Copy out the rows below with every "thickest part" changed to "widest part", leaving everything else the same.

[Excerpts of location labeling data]
● ● ● ●

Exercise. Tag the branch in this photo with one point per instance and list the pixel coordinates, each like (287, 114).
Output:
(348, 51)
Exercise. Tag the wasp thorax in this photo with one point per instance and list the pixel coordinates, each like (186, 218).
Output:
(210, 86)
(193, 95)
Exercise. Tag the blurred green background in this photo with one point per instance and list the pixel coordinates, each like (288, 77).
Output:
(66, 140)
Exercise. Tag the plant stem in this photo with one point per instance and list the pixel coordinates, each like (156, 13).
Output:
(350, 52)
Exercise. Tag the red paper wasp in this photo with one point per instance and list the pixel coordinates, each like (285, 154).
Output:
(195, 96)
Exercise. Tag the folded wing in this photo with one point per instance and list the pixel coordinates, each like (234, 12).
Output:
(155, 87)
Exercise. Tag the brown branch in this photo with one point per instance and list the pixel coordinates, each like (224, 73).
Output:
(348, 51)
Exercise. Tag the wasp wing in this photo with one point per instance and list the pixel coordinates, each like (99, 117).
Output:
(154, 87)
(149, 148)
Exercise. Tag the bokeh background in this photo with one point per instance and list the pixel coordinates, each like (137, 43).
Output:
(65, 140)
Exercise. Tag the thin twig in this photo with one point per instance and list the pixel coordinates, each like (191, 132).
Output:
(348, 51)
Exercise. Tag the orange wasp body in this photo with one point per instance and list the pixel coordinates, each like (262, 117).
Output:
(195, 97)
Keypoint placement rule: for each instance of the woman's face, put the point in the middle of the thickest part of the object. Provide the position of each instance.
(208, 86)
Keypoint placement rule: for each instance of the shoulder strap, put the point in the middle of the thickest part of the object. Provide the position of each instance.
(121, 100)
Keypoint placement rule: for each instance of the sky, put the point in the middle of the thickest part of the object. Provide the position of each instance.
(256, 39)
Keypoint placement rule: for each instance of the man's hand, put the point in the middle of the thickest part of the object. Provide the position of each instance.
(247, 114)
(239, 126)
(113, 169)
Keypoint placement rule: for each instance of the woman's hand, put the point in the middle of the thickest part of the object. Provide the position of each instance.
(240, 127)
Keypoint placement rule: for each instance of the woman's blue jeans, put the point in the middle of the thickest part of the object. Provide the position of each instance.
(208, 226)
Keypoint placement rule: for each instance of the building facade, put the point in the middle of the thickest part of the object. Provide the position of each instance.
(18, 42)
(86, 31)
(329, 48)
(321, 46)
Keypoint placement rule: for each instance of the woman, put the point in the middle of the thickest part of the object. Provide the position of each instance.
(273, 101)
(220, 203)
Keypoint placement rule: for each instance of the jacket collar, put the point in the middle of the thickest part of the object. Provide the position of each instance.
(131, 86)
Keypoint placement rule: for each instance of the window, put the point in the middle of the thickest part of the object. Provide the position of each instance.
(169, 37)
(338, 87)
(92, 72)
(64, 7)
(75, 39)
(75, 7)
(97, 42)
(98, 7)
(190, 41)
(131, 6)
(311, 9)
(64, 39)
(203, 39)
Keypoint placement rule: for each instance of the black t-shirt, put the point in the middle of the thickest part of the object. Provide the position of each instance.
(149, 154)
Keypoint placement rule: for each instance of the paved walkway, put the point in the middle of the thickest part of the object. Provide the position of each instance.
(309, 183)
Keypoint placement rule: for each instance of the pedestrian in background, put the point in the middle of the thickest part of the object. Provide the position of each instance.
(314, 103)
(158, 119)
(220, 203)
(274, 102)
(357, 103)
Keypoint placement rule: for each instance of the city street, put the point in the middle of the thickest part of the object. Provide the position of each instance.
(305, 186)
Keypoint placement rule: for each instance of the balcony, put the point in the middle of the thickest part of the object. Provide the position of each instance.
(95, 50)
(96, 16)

● ● ● ●

Result below »
Exercise. Tag the branch in this photo with one point per instance and list the pixel coordinates, each like (287, 114).
Output:
(348, 51)
Exercise. Tag the wasp thorax in this photo with one point per instance and list the pixel coordinates, each like (186, 218).
Output:
(210, 86)
(193, 95)
Exercise. Tag the blurred green background in this photo with one point per instance and list the pixel coordinates, each like (288, 77).
Output:
(66, 140)
Exercise. Tag the plant stem in this photo with one point per instance and list the pixel coordinates, each like (156, 13).
Output:
(350, 52)
Exercise. Tag the red paper wasp in this photo with one point per instance and list the pixel coordinates, each like (285, 154).
Output:
(195, 96)
Exercise. Tag the folded wing in this photo with one point per instance and list the pixel coordinates, each like (234, 12).
Output:
(155, 87)
Exercise. Tag the brown branch in this photo with one point per instance and list the pixel coordinates, each like (224, 73).
Output:
(348, 51)
Exercise. Tag the wasp wing in this photo with one point per instance and list the pixel coordinates, each like (99, 117).
Output:
(154, 87)
(149, 148)
Exercise. Tag the bokeh background in this photo with one point per instance and list the pixel coordinates, each like (137, 43).
Output:
(65, 140)
Exercise. Tag the thin twig in this photo with one point per instance and list the pixel coordinates, each like (191, 132).
Output:
(348, 51)
Exercise. Tag the orange wasp body in this photo with one point per instance and list the pixel coordinates, each like (262, 117).
Output:
(195, 97)
Keypoint placement rule: for each instance of the woman's face, put the point in the middle of the widest part of the object. Provide the position of each instance.
(208, 86)
Keypoint placement rule: for each instance of the shoulder strap, put the point in the middle of the widest part of the object. Provide the position of each instance.
(121, 100)
Keypoint placement rule: for each instance of the sky, put the point in the middle of the widest part of the object. Provide the position of each instance.
(256, 39)
Keypoint placement rule: for each instance of the man's hand, put the point in the middle of the widest part of the object. Provide the position of each instance.
(247, 114)
(239, 126)
(113, 169)
Keypoint placement rule: for each instance of the woman's hand, put the point in the middle of the widest part of the object. Provide the position of each instance.
(240, 127)
Keypoint placement rule: for each instance of the woman's blue jeans, put the point in the middle of the widest part of the object. Provide the position of each instance.
(208, 226)
Keypoint placement rule: for each instance of the building facade, put the point in the middle of the widest part of the object. Provide the position of each instance.
(18, 42)
(86, 31)
(329, 48)
(321, 46)
Keypoint placement rule: for each instance of the woman, put the point in the middle of the widest part of the object. Provide the position of each instance.
(273, 101)
(220, 203)
Keypoint placement rule: for each instance of the jacket collar, put the point in the middle of the widest part of the object. Provide the position of each instance.
(131, 86)
Keypoint placement rule: for each instance of the window, put the point in the middle of the widest part of the object. Provide the position of each instance.
(169, 37)
(338, 87)
(92, 72)
(64, 7)
(75, 39)
(75, 7)
(97, 42)
(98, 7)
(190, 41)
(131, 6)
(311, 9)
(64, 39)
(203, 39)
Keypoint placement rule: for each instance of the black t-shirt, put the point in the middle of the widest part of the object. Provide the position of each instance.
(149, 154)
Keypoint placement rule: for each instance of the paved walkway, put the point in the middle of the widest part of the object. Provide the position of each instance.
(309, 183)
Keypoint placement rule: for each instance of the pedestrian in background, put the point in the middle of the widest part of the object. Provide the position of each instance.
(314, 103)
(158, 119)
(220, 203)
(274, 102)
(357, 103)
Keypoint placement rule: for each instance of the city street, put the point in the middle of the widest part of the object. Provide the position of each instance.
(305, 186)
Keypoint placement rule: for each instance of the balcony, put the point in the middle of the widest part of the object. Provide the position of each instance.
(95, 50)
(96, 16)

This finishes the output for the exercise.